* **PASSAGE GIVEN**
While it’s not really the case, or not yet, these days it seems as though there are rules for just about everything, ostensibly helping to guide actions towards desired results. It’s all for our own good. Really.
Most rules are eminently sensible, some may be debatable, but a few no doubt ought to be shown the door as soon as possible.
Be that as it may, in general rules work, at least most of the time to the majority’s satisfaction. They provide boundaries, set expectations, hopefully facilitate the smooth working of society, and ideally lead to fairness overall.
Compliance with or adherence to the rules by all who are subject to them is the expectation, except where justifiably excusable in the eyes of the authorities. The consequences of non-compliance can range from trivial to life-changing. Or worse.
Contracts of course are not exempt from rules and compliance requirements. Contract Managers know this, and no doubt spend a fair bit of their day dealing with these matters in some form.
What is contract compliance?

* **RECORDED DATA**
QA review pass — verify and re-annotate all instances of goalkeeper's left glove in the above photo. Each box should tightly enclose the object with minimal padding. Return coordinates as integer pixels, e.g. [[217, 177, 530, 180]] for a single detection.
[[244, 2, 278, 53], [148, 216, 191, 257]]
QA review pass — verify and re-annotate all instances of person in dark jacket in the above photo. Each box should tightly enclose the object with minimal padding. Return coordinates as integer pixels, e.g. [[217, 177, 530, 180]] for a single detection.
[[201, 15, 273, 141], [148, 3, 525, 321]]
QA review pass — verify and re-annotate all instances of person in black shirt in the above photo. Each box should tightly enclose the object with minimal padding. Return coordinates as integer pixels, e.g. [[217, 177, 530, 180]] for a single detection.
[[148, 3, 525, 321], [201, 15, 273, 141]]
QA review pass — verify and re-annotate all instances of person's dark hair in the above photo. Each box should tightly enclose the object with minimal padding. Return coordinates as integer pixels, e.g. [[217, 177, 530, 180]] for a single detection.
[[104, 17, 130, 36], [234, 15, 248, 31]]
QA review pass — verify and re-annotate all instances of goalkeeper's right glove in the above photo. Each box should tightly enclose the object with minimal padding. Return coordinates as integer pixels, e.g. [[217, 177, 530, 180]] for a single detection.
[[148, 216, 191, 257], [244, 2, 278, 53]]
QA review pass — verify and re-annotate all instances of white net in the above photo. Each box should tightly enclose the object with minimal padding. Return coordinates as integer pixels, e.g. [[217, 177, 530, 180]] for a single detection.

* **WORK TO COMPLETE**
1. Answer these questions about the passage on rules and contract compliance:
(a) What range does the passage give for the consequences of non-compliance?
(b) Who, according to the passage, spends a fair bit of the day dealing with rules and compliance in some form?
(c) What four things do rules do in general, as the passage lists them?
2. Carry on the passage about rules and contract compliance from the point where it stops.
The records play no part in what follows.

* **RESULTS OF THE EXERCISE**
1.
(a) They can range from trivial to life-changing, or worse.
(b) Contract Managers.
(c) They provide boundaries, set expectations, facilitate the smooth working of society, and lead to fairness overall.

2.
Contract compliance is based on conformance with a set of mandates that have been set internally and privately by the parties to a contract. It is a contract management strategy that ensures all parties comply with legal requirements set publicly by governments, standards bodies and industry associations.
Best Practices for contract compliance Management
Contract compliance is achieved on a per-contract basis with the fulfilment of its obligations by all its parties, individually and jointly. That achievement is conditional on:
- a wide awareness and understanding of those obligations
- a sufficiently resourced, trained and supported workforce
- effective detection and remediation of any non-compliance
- timely adherence to compliance reporting requirements
- a compliance management team committed to achievement.
Our earlier article How to manage contract obligations compliance briefly outlined a general approach for:
- Finding, categorising and assigning ownership of contractual obligations
- Setting up compliance testing methods and timetables
- Reporting on compliance levels achieved
- Dealing with non-compliance.
This approach is based on the bulk of the compliance work being handled by the Contract Managers as part of their contract management plans.
Involvement of the Legal team is expected for advice about more legalistic matters. Key stakeholders in each contract should be invited and expected to participate in managing and resolving compliance issues and other operational matters that fall within their areas of responsibility.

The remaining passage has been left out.